▶ [Task instructions]
Your output should be the records below, word for word and picture-free.

▶ [Saved entries]
___

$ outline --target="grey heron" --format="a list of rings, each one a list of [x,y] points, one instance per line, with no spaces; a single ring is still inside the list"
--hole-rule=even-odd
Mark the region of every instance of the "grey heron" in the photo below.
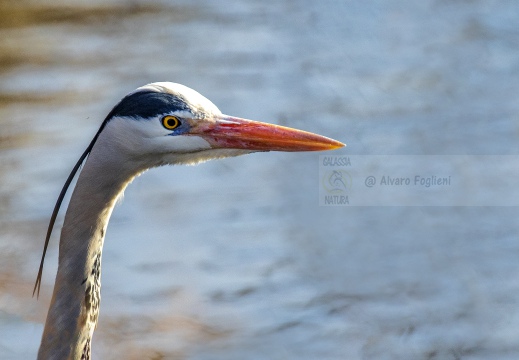
[[[198,92],[176,83],[152,83],[126,95],[106,116],[54,207],[33,295],[40,291],[57,213],[84,163],[61,230],[58,270],[38,359],[90,359],[106,228],[118,197],[137,175],[161,165],[194,164],[257,151],[342,146],[309,132],[223,115]]]

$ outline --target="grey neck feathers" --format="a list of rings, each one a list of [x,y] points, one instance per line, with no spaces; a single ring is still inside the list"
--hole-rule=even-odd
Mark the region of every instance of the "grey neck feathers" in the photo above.
[[[117,152],[96,144],[79,175],[61,231],[58,272],[38,359],[90,359],[106,227],[118,197],[138,173],[121,160]]]

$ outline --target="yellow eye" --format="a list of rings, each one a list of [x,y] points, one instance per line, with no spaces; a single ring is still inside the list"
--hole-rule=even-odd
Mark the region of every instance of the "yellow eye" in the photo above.
[[[168,130],[173,130],[180,126],[180,120],[176,116],[167,115],[162,118],[162,126]]]

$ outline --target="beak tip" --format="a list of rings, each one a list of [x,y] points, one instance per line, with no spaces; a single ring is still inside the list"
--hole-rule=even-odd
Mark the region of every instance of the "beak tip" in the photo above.
[[[329,141],[330,142],[328,142],[326,144],[327,146],[325,148],[323,148],[322,150],[337,150],[337,149],[346,147],[346,144],[344,144],[340,141],[333,140],[333,139],[329,139]]]

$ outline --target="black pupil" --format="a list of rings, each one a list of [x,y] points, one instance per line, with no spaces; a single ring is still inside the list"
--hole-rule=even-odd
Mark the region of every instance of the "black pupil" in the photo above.
[[[176,119],[169,118],[168,120],[166,120],[166,123],[168,124],[168,127],[175,127],[175,126],[177,126],[177,120]]]

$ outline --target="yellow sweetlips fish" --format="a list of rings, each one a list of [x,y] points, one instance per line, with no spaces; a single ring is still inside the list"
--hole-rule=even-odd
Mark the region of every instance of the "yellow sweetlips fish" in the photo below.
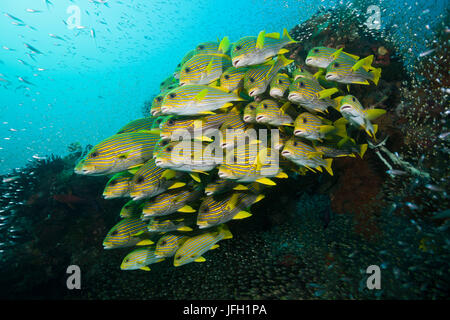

___

▶ [Response to this task]
$ outline --target="grey heron" --format="a list of rings, each one a list of [x,y] points, one instance per line, with no spaces; a single ring is still inside the list"
--hole-rule=even-odd
Mark the region of every instance of the "grey heron" in the photo below.
[[[198,92],[176,83],[152,83],[126,95],[106,116],[54,207],[33,295],[40,291],[57,213],[84,163],[61,230],[58,270],[38,359],[90,359],[106,228],[118,197],[137,175],[161,165],[194,164],[257,151],[342,146],[309,132],[223,115]]]

$ outline --target="grey neck feathers" --format="a list of rings, each one a list of [x,y] points, one instance per line, with no spaces; a single ring is still inside the list"
--hole-rule=even-odd
Mark the region of every instance of the "grey neck feathers" in the photo above.
[[[117,152],[96,144],[79,175],[61,231],[58,272],[38,359],[90,359],[106,227],[118,197],[138,173],[121,160]]]

$ outline --target="yellow eye" --format="a list of rings, each one a list of [x,y] points, one instance per line, with no spaces; a single ring is still inside the list"
--hole-rule=even-odd
Mark the region of every instance of the "yellow eye" in the photo above.
[[[168,130],[173,130],[180,126],[180,120],[176,116],[167,115],[162,118],[162,126]]]

$ outline --target="beak tip" --format="a list of rings, each one a list of [x,y] points, one instance per line, with no spaces; a single ring is still inside the list"
--hole-rule=even-odd
Mark the region of every instance of the "beak tip" in the photo above.
[[[329,141],[330,142],[328,142],[326,144],[327,146],[325,148],[323,148],[322,150],[337,150],[337,149],[346,147],[346,144],[344,144],[340,141],[333,140],[333,139],[329,139]]]

$ outline --target="black pupil" --format="a list of rings, each one a list of [x,y] points, one instance per line, with no spaces; a single ring is still inside the list"
--hole-rule=even-odd
Mark the region of every instance of the "black pupil" in the photo above.
[[[176,119],[169,118],[168,120],[166,120],[166,123],[168,124],[168,127],[175,127],[175,126],[177,126],[177,120]]]

$ outline --target="yellow sweetlips fish" --format="a list of rings, each one a list of [x,y] points, one instance per line, with no spaces; a single ring is still inside the list"
--hole-rule=even-odd
Mark the region of every instance of the "yellow sweetlips fish" in the photo below.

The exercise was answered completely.